DATASET below:

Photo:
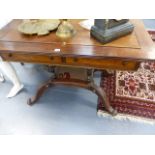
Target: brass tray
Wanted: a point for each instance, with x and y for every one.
(38, 26)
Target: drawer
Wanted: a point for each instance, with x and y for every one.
(43, 59)
(98, 63)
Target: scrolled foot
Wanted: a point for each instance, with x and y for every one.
(112, 111)
(29, 102)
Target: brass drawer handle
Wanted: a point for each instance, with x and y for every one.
(63, 59)
(51, 57)
(10, 54)
(75, 59)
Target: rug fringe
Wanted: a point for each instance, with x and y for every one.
(126, 117)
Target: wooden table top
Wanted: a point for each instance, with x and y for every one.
(136, 46)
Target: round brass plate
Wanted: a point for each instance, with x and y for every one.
(38, 26)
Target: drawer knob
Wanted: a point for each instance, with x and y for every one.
(10, 54)
(75, 59)
(63, 59)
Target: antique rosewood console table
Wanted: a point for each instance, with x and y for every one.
(81, 53)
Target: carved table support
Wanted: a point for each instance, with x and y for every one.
(86, 84)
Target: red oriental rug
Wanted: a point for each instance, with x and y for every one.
(132, 94)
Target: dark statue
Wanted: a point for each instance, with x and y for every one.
(106, 30)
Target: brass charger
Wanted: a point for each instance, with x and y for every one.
(38, 26)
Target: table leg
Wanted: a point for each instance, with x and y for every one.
(88, 84)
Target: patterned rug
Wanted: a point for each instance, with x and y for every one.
(131, 93)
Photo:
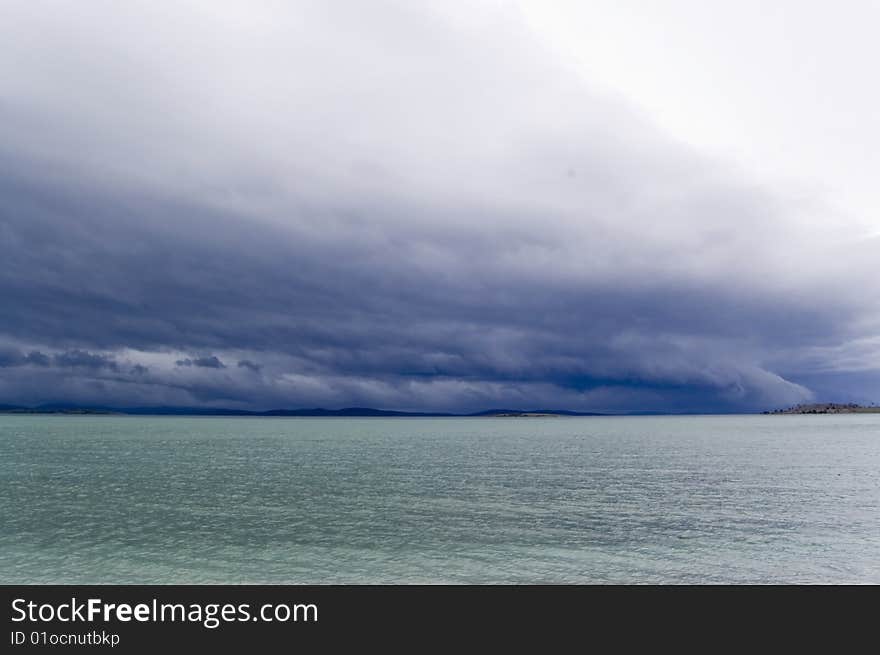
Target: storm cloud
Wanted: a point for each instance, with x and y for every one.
(409, 208)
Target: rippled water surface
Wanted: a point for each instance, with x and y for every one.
(522, 500)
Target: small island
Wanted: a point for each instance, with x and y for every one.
(828, 408)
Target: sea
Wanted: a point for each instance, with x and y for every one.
(586, 500)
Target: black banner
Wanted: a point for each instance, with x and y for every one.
(202, 618)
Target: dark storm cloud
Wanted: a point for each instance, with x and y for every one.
(415, 241)
(202, 362)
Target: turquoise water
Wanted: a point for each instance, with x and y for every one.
(723, 499)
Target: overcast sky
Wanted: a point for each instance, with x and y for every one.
(592, 205)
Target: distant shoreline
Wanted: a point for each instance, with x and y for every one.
(828, 408)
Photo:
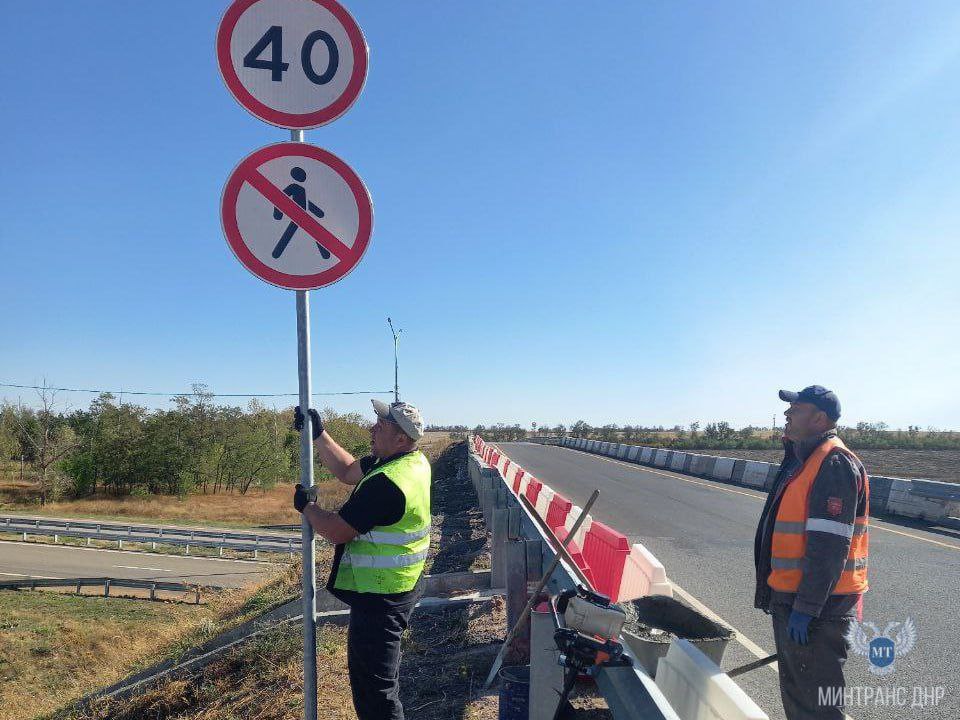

End of DATASET.

• **WHAT THE TASK ASKS**:
Please set down only the lines from the first line of the records above through the line that has "Target: brass drawer handle", exactly, and not the pictures.

• **WRITTEN SOLUTION**:
Photo:
Target: brass tray
Wanted: a point for each instance, with x and y for every one.
(38, 26)
Target: drawer
Wanted: a point for each instance, with x and y for every one.
(43, 59)
(98, 63)
Target: scrolled foot
Wanted: a point for each instance, with x and y for every one.
(112, 111)
(29, 102)
Target: brass drawer handle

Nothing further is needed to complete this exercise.